§ **THE TASK**: How many lines of the listing below contain the string "positive"? Reply with the number alone.

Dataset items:

******

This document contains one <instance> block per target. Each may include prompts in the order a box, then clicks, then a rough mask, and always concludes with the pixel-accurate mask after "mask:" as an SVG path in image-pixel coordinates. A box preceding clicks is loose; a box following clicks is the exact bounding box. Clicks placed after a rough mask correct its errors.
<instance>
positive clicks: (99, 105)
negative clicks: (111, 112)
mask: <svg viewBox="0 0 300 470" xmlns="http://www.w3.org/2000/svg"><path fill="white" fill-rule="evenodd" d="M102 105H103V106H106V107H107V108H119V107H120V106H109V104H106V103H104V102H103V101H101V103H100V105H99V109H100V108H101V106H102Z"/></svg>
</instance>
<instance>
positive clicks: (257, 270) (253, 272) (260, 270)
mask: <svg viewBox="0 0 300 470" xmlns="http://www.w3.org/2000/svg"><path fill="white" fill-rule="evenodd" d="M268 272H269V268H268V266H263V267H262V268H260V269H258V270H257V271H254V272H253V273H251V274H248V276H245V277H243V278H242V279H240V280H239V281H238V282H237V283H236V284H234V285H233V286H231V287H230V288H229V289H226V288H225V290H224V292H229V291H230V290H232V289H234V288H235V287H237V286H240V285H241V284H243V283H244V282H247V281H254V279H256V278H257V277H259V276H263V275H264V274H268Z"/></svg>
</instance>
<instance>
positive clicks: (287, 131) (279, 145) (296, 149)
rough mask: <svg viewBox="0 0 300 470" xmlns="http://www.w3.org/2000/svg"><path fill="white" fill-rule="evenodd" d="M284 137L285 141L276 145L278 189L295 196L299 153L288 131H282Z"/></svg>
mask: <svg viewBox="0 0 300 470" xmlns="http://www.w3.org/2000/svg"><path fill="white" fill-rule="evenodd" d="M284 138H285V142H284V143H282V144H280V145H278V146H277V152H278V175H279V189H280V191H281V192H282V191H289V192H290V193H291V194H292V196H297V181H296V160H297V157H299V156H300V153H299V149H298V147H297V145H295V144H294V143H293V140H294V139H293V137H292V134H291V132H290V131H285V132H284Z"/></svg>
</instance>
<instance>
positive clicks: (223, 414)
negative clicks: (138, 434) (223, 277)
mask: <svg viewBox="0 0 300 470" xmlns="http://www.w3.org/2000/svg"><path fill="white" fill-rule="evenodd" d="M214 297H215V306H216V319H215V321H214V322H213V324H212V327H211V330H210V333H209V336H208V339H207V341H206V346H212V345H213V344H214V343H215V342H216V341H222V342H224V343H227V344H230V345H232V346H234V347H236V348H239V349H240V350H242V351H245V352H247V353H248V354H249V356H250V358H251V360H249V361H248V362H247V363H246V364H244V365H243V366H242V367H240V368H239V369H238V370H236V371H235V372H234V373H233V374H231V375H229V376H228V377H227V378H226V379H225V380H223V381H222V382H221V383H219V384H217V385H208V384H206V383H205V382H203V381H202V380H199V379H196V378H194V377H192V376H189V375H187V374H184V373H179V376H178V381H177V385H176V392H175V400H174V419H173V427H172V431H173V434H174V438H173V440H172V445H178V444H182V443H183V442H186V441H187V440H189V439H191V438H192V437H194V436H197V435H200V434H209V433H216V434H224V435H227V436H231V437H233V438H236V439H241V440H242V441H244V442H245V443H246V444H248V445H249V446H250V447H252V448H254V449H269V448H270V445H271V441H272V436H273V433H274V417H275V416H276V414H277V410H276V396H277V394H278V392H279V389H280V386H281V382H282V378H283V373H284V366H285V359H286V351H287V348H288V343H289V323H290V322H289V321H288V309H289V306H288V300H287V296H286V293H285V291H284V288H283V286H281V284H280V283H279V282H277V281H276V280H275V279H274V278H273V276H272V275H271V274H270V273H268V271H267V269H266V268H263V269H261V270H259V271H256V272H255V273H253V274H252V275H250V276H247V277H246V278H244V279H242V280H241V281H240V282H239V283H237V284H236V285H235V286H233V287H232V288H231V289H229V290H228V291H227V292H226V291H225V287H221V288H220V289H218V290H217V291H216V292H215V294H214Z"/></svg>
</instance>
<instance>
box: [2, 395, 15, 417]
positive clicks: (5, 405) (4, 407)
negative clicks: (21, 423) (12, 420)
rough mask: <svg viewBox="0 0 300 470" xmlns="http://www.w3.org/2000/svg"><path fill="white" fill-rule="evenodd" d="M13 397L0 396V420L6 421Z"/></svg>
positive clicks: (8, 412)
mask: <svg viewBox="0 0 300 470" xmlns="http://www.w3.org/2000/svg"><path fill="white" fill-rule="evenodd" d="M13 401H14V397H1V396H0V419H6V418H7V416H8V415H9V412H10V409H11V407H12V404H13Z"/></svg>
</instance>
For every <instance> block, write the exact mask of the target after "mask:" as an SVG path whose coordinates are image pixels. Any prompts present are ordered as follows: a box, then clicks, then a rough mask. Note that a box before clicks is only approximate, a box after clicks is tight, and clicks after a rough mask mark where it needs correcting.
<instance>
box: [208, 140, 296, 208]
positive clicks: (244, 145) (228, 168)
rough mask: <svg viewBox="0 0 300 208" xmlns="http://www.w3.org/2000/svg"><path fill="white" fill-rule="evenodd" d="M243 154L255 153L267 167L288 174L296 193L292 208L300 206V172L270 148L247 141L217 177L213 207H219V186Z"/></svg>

******

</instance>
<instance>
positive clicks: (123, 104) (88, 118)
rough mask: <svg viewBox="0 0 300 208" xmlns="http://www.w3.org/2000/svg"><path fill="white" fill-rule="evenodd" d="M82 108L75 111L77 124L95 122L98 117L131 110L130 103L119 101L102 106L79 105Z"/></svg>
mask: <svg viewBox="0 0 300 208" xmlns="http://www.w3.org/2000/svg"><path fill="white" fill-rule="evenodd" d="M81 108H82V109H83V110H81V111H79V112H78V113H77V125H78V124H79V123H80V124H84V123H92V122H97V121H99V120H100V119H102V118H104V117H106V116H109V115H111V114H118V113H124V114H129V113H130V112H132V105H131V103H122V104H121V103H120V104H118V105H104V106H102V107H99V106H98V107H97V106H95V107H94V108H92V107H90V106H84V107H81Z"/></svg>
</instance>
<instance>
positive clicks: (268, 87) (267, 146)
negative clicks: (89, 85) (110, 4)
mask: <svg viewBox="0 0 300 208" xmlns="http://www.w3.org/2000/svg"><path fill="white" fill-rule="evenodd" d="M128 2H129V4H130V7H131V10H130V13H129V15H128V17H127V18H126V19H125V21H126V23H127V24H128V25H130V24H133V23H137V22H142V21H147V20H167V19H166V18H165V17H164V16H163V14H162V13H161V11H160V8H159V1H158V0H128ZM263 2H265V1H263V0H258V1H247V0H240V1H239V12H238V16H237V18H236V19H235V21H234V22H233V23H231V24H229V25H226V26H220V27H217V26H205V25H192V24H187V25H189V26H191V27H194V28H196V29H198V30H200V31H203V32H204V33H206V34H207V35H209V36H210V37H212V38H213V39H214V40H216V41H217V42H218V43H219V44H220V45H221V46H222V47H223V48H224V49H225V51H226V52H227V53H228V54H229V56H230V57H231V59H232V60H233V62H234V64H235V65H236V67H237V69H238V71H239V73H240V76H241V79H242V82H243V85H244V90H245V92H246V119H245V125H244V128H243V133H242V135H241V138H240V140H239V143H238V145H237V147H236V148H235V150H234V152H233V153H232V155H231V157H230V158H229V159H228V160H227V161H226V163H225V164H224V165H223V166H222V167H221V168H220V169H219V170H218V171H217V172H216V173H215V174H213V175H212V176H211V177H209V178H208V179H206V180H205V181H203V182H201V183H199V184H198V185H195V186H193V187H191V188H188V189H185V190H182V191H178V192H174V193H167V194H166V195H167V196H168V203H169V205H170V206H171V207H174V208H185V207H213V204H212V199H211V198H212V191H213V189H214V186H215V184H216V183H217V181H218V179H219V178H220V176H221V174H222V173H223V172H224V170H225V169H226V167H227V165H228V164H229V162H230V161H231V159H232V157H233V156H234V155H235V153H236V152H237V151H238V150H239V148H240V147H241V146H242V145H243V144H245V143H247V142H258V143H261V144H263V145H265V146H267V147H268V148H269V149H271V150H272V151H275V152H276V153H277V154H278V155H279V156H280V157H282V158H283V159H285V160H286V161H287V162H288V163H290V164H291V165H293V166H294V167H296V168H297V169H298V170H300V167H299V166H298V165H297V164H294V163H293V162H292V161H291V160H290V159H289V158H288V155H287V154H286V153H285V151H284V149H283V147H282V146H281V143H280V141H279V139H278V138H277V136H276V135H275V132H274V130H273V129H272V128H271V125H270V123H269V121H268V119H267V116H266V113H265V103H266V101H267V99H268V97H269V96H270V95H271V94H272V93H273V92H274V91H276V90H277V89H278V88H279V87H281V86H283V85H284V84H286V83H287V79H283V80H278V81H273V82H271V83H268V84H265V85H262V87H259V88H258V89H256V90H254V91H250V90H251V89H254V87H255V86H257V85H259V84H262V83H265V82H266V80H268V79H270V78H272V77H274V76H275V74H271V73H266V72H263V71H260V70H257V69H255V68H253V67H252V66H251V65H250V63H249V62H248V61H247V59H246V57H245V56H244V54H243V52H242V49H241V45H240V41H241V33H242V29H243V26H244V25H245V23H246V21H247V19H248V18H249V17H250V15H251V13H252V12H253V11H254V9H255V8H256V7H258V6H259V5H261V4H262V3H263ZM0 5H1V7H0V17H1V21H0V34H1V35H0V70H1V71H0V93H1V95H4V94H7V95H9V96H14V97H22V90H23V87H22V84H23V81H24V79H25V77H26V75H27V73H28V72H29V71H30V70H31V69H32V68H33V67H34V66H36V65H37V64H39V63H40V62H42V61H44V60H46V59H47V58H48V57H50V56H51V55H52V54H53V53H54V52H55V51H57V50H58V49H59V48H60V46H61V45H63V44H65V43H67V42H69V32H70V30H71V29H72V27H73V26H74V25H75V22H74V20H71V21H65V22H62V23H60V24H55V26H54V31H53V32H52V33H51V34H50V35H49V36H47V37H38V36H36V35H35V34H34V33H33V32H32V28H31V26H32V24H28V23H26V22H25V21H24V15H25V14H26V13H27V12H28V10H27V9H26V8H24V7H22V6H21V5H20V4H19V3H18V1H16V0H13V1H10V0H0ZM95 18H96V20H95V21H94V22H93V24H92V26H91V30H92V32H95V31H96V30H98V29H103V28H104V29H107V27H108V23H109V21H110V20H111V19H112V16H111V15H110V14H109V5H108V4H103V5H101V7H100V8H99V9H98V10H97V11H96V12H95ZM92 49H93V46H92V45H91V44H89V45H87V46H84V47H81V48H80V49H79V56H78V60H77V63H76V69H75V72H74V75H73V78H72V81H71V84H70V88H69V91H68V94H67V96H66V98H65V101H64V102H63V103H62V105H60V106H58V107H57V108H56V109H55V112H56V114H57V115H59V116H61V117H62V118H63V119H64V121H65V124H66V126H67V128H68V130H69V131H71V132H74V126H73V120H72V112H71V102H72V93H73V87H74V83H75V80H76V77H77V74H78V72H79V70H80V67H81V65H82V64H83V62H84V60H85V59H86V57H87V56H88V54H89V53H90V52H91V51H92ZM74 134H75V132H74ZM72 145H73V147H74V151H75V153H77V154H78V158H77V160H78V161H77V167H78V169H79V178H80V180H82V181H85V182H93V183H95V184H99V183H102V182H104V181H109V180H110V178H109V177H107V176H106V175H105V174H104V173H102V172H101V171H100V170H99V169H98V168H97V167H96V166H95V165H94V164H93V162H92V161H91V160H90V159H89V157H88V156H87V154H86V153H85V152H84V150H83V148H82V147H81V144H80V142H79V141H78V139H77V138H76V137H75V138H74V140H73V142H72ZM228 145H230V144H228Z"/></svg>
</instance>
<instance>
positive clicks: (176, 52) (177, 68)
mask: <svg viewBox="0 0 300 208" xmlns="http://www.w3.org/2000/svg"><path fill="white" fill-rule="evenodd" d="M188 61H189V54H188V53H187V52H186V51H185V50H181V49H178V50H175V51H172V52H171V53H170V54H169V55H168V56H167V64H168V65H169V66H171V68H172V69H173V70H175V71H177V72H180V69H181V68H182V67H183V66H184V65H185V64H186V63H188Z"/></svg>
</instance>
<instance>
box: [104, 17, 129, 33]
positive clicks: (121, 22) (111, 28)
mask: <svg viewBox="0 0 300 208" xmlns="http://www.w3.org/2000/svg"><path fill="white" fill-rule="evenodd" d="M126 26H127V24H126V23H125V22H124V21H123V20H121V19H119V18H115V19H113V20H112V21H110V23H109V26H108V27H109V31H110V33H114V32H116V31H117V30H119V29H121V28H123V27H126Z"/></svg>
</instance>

******

§ **ANSWER FOR THE TASK**: 11